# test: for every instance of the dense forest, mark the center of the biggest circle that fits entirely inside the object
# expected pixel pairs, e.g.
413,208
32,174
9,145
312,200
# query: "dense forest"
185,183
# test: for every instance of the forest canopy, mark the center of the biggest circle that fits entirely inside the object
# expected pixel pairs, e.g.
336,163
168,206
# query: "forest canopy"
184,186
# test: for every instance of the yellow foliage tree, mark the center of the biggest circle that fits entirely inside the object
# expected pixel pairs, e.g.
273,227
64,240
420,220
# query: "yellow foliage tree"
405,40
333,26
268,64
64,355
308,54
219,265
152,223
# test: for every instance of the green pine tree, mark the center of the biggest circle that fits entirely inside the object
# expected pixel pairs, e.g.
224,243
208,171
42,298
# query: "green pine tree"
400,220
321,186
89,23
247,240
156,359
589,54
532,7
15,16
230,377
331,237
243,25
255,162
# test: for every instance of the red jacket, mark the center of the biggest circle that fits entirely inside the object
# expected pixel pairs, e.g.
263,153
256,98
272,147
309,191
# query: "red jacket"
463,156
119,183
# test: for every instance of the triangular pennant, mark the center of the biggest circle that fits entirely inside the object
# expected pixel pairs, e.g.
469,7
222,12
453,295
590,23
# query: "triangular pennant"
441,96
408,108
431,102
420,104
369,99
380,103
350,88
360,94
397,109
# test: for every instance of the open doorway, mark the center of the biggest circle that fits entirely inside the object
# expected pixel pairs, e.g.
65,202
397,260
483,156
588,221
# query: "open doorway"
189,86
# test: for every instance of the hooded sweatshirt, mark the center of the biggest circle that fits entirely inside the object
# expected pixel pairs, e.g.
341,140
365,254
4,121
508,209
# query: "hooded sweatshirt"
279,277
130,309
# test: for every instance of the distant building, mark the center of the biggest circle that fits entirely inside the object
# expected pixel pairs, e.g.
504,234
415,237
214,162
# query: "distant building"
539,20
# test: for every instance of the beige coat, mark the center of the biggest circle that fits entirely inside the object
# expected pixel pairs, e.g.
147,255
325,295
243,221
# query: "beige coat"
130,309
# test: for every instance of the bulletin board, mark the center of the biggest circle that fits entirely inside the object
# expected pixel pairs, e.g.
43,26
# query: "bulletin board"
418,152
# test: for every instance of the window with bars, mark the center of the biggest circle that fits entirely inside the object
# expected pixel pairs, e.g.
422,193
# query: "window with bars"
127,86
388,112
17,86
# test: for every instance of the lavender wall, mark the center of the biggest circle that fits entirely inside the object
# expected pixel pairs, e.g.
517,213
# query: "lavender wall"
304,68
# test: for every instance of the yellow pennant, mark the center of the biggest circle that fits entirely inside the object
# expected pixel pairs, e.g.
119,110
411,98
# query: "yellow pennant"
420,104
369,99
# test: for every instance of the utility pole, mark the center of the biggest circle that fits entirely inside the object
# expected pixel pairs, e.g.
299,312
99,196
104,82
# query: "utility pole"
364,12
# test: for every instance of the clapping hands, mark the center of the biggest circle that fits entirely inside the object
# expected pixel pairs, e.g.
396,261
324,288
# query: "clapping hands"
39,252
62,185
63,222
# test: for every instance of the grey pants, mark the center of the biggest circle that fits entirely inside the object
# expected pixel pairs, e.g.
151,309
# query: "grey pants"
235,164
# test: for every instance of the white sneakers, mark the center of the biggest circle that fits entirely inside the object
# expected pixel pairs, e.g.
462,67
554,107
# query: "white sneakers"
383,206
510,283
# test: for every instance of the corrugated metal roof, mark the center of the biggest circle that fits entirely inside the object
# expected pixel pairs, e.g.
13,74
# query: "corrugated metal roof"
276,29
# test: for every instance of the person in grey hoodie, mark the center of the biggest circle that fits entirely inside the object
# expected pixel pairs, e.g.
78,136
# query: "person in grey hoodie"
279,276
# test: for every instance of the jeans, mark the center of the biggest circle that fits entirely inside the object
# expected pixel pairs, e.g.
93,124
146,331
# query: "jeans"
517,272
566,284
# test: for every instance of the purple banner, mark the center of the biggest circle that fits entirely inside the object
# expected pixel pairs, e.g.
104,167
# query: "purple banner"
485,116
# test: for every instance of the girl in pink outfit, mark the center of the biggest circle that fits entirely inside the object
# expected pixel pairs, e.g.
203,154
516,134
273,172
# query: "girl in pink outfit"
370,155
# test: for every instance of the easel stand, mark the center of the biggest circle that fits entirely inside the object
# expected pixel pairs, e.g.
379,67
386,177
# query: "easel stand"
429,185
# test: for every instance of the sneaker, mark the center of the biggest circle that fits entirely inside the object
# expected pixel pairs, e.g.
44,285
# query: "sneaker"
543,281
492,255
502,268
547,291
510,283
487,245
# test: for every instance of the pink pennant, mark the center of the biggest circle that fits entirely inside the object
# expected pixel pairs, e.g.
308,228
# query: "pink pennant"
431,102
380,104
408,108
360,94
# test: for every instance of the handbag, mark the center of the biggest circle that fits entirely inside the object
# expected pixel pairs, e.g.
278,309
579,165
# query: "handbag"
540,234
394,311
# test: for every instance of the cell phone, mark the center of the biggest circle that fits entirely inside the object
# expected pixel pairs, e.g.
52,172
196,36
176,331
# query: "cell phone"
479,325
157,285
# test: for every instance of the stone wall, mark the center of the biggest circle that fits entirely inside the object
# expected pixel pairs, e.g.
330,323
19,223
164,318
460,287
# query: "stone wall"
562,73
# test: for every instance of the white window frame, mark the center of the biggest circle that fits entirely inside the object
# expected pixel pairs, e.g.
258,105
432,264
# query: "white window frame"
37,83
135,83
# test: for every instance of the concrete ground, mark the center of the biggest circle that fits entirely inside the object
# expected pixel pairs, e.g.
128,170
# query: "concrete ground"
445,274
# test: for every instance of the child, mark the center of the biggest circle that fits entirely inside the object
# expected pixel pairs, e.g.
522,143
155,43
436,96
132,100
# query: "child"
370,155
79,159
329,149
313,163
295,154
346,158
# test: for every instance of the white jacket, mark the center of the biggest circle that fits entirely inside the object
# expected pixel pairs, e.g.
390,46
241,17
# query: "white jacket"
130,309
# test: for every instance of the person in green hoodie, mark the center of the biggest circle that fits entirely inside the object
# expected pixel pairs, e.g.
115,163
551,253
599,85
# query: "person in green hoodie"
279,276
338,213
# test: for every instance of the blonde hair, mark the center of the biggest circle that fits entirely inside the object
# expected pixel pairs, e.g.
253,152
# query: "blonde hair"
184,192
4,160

+++

▶ **SHORT PROBLEM**
All of the entries should be written out again exactly.

▶ **RIGHT ANSWER**
# test: for every instance of the dense forest, mark the center of the biggest circle that fits entirely inside the object
# expected pixel pairs, e.g.
413,208
32,174
9,145
312,200
# query: "dense forest"
185,183
# test: for every instance of the forest canopy, mark the center of the biggest circle that fits entirely inside the object
# expected pixel pairs, e.g.
336,163
168,206
# query: "forest canopy"
184,186
# test: for every instance of the yellow foliage tree, mark the center of the biggest circle that fits entirely inside the object
# expected pixel pairs, e.g.
273,227
64,240
420,220
# query: "yellow foliage tree"
405,40
333,26
268,64
64,355
308,54
219,265
152,223
# test: for every instance of the green pine tree, mark the center of the biggest circle that fits entirely inside the object
# expected pixel pairs, e.g.
224,243
208,171
42,298
# query: "green pine tree"
400,220
321,186
89,23
247,240
156,359
589,54
532,7
15,16
230,377
331,237
243,25
255,162
# test: for every instance of the red jacket, mark the center of the biggest circle that fits entirely inside the object
# expected pixel pairs, e.g.
263,153
256,98
272,147
309,191
# query: "red jacket"
463,156
119,183
# test: for every instance of the triangular pennant, mark the center of the biggest circle that fits entirely inside the object
# expected pixel pairs, e.g.
469,7
222,12
453,295
590,23
# query: "triangular pennant"
441,96
408,108
431,102
420,104
369,99
380,103
350,88
360,94
397,109
# test: for every instance of the open doorway, mark the center of the biggest circle that fits entirely inside the object
# expected pixel pairs, e.g.
65,202
397,260
483,156
588,221
# query: "open doorway"
189,86
# test: for every instance of the hooded sweatshirt, mark the center of the biggest circle that fits entirely inside the object
# expected pixel pairs, e.g.
341,140
365,254
4,121
508,209
# query: "hooded sweatshirt"
279,277
130,309
# test: for every instance of the distant building, mark the center of the biggest circle that fits entirely inside the object
# expected pixel pairs, e.g.
504,234
415,237
214,162
# query: "distant building"
539,20
# test: for every instance of the beige coat, mark the center of the biggest circle that fits entirely inside the object
# expected pixel pairs, e.g.
147,255
325,295
243,221
# query: "beige coat"
130,309
# test: for every instance of the bulletin board, mark the center of the biggest circle that fits entirely inside the object
# expected pixel pairs, e.g.
43,26
# query: "bulletin board"
418,152
# test: for every instance of the window with bars, mark the center of the biggest circle that fits entirely inside the object
# expected pixel pairs, e.g.
422,193
# query: "window with bars"
127,86
388,112
17,86
# test: for every instance of the lavender wall, mark the center of the biggest circle that fits entirely inside the object
# expected pixel pairs, e.g.
517,213
# query: "lavender wall"
304,68
# test: for every instance of the yellow pennant, mark the center of the biggest circle that fits entirely inside the object
# expected pixel pairs, e.g.
119,110
411,98
# query: "yellow pennant"
420,104
369,99
# test: for every instance of the utility pole, mark the center of the biggest circle that fits entirely inside the object
# expected pixel pairs, e.g.
299,312
99,196
104,82
# query: "utility pole"
364,12
# test: for every instance of the clapping hands, mark the center of the biggest circle that fits entirely inside the object
# expected pixel pairs, e.g.
396,261
324,288
# query: "clapping hands"
39,252
62,185
63,222
# test: for every instance of the grey pants, mark the center of the biggest circle that fits entirely inside the object
# expected pixel pairs, e.g.
151,309
# query: "grey pants"
235,164
# test: for every instance of the white sneakers, mark the center of the biggest circle that fits entirely inside the object
# expected pixel pairs, e.g.
462,67
554,107
# query: "white sneakers"
383,206
510,283
# test: for every instance of the corrugated metal roof, mark the center of the biggest circle that fits entirely inside the object
# expected pixel pairs, e.g.
13,74
# query: "corrugated metal roof"
276,29
# test: for every instance of the person in grey hoodie, mark the center of the biggest circle that fits entirely inside the object
# expected pixel pairs, e.g.
78,136
# query: "person in grey hoodie"
279,276
# test: for every instance of the jeans, mark the center of the biggest circle that fits entirely inside the object
# expected pixel pairs, e.g.
93,124
146,331
# query: "jeans"
517,272
566,284
# test: for every instance of the purple banner, mark the center of the biggest circle that fits entirely inside the object
# expected pixel pairs, e.g.
104,167
# query: "purple banner"
485,116
# test: for every instance of the girl in pink outfit, mark the center of the biggest circle that fits entirely inside the object
# expected pixel pairs, e.g.
203,154
516,134
273,172
# query: "girl in pink outfit"
370,155
# test: for every instance of the easel stand, mark the center of the biggest circle that fits entirely inside the object
# expected pixel pairs, e.g.
379,67
386,177
# query: "easel stand"
429,185
# test: for every instance of the sneaker, mark the center of the biggest circle that fits entirely inside the object
# expected pixel pairs, e.g.
44,285
# query: "sneaker"
543,281
492,255
502,268
547,291
510,283
487,245
# test: for every instance of the pink pennant, mark the center of the biggest circle that fits entirely inside the object
# expected pixel pairs, e.g.
308,228
# query: "pink pennant"
431,102
380,104
408,108
360,94
# test: for every instance of the handbag, mark the center of the biggest circle that fits entirely inside the object
# expected pixel pairs, e.g.
278,309
579,165
# query: "handbag"
540,234
394,311
# test: for every instance of the cell phone, mark the center of the biggest circle that fits entirely inside the object
# expected pixel pairs, e.g.
52,172
196,36
176,331
# query: "cell phone"
479,325
157,285
# test: for every instance of the stone wall, mark the center of the biggest circle that fits entirely inside the object
# expected pixel pairs, e.g.
330,323
19,223
164,318
460,287
# query: "stone wall"
562,73
# test: for every instance of the white window frame, mark the center of the biggest circle that fits entirely inside the object
# expected pixel pairs, e.g.
258,105
432,264
# query: "white window frame"
37,83
135,83
# test: for every instance of the concrete ground, mark the center of the biggest circle that fits entirely inside the object
# expected pixel pairs, e.g.
128,170
# query: "concrete ground"
445,274
# test: for every instance of the child, mark the center of the biggest circle that fits entirely inside the object
# expected pixel pairs, e.g.
522,143
155,43
436,96
132,100
# query: "child"
370,155
79,159
329,149
313,163
295,154
346,158
# test: for every instance of the white jacket, mark the center of the biggest circle that fits entirely inside the object
# expected pixel pairs, e.g.
390,46
241,17
# query: "white jacket"
130,309
# test: for every instance of the person in green hoodie, mark the center of the biggest circle that fits entirely inside the object
# expected pixel pairs, e.g.
115,163
551,253
599,85
# query: "person in green hoodie"
279,276
338,213
# test: for every instance of the blonde hair, mark the center of the biggest circle that fits entirely inside the object
# expected pixel pairs, e.g.
253,152
# query: "blonde hair"
184,192
4,160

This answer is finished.